* [Exercise instructions]: Below are the records. Gather each line that holds "light".

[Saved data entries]
━━━━━━━━━━━━━━━━

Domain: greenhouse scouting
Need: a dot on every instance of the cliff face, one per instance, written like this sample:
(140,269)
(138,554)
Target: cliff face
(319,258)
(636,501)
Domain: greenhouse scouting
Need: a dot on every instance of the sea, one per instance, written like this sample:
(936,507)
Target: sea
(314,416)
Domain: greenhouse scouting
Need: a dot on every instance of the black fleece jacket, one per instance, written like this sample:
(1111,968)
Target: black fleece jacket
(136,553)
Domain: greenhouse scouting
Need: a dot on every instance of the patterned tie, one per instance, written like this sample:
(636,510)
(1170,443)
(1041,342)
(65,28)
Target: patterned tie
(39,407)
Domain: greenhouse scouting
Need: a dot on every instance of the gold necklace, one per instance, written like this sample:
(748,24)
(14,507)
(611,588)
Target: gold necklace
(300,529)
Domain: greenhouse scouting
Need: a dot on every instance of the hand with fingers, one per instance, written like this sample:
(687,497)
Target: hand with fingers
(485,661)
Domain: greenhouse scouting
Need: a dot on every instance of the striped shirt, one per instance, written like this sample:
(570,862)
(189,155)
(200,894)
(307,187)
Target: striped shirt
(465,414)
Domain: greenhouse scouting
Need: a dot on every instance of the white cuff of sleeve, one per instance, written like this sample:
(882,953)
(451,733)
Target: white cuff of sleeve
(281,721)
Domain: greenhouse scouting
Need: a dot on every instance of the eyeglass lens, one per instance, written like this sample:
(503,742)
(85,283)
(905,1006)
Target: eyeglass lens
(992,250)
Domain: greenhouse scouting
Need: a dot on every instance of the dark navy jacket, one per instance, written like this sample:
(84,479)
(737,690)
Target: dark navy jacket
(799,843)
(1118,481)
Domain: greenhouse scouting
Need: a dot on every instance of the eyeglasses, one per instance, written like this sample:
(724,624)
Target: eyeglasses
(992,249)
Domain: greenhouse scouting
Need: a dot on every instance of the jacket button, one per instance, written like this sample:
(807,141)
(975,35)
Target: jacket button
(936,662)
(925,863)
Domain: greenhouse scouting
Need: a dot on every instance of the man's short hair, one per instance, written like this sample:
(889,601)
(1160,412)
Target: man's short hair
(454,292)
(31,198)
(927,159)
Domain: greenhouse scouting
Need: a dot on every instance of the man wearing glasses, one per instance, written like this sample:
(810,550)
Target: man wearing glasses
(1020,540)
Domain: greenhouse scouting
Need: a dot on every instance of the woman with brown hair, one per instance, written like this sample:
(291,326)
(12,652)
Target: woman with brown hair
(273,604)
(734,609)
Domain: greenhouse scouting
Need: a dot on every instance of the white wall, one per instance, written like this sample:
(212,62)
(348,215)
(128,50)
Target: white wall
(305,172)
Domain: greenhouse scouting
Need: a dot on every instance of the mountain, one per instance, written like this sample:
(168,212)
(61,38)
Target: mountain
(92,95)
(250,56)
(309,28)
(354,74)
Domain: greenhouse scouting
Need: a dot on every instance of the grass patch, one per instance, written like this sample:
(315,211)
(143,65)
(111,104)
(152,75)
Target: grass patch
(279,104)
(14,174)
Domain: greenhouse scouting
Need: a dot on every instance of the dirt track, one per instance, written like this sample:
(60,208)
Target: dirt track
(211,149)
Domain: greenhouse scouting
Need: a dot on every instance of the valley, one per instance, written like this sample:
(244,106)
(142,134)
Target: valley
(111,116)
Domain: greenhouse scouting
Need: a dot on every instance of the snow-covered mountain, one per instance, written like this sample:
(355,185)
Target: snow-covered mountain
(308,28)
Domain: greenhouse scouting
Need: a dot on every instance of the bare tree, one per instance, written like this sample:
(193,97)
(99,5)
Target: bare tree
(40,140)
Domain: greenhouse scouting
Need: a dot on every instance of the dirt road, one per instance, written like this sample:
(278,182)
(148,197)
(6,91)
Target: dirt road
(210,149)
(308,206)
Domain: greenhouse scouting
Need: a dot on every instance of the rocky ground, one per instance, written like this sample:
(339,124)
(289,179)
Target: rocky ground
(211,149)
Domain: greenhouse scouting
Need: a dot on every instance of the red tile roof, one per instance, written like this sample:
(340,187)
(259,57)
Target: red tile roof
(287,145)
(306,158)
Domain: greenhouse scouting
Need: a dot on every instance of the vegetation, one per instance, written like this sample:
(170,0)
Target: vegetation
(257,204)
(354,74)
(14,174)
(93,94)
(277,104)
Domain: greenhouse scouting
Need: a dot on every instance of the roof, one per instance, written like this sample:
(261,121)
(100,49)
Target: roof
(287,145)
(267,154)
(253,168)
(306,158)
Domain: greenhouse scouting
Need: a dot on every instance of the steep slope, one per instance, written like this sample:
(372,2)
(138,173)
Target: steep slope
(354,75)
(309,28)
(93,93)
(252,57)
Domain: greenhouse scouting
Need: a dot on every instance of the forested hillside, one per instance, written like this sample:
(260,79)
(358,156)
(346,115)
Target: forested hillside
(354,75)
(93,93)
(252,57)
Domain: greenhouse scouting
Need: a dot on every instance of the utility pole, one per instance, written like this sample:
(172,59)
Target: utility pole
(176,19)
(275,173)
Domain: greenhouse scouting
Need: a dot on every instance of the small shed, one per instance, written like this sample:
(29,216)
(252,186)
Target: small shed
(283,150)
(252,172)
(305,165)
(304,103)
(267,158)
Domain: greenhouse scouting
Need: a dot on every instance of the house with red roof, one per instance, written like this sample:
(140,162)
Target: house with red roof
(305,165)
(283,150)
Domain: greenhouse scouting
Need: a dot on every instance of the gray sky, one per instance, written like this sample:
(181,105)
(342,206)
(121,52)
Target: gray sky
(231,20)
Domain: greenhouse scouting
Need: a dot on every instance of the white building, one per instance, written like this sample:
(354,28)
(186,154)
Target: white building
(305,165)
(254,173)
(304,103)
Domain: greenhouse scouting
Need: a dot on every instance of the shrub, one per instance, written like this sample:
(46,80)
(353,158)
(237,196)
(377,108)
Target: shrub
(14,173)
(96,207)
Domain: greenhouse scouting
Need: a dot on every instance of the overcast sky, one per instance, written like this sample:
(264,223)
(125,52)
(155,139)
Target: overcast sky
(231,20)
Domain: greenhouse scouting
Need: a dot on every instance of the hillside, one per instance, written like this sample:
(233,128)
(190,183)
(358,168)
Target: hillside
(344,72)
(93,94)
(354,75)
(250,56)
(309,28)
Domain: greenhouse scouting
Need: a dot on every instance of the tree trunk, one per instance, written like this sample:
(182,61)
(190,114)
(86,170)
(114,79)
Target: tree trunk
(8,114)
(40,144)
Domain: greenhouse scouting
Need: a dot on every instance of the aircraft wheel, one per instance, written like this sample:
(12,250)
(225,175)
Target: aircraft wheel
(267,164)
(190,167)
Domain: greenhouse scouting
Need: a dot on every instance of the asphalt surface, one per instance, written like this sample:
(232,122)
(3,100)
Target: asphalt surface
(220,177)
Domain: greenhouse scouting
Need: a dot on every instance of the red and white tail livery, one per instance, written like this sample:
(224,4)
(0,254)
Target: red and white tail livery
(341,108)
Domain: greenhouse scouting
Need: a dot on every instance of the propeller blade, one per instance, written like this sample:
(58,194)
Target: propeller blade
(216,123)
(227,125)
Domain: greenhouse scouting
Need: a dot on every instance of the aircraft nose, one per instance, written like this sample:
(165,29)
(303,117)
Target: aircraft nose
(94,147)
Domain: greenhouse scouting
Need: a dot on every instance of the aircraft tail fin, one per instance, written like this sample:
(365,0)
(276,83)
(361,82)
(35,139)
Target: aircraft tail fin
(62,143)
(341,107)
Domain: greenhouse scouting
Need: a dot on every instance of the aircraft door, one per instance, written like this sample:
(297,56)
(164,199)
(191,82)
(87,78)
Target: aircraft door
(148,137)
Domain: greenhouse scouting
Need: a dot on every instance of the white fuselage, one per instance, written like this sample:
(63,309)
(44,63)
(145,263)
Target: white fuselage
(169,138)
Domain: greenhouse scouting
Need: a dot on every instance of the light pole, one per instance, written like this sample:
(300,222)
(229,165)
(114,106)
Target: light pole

━━━━━━━━━━━━━━━━

* [Task output]:
Need: a dot on every instance of the light pole, one per instance, written like this sample:
Target: light pole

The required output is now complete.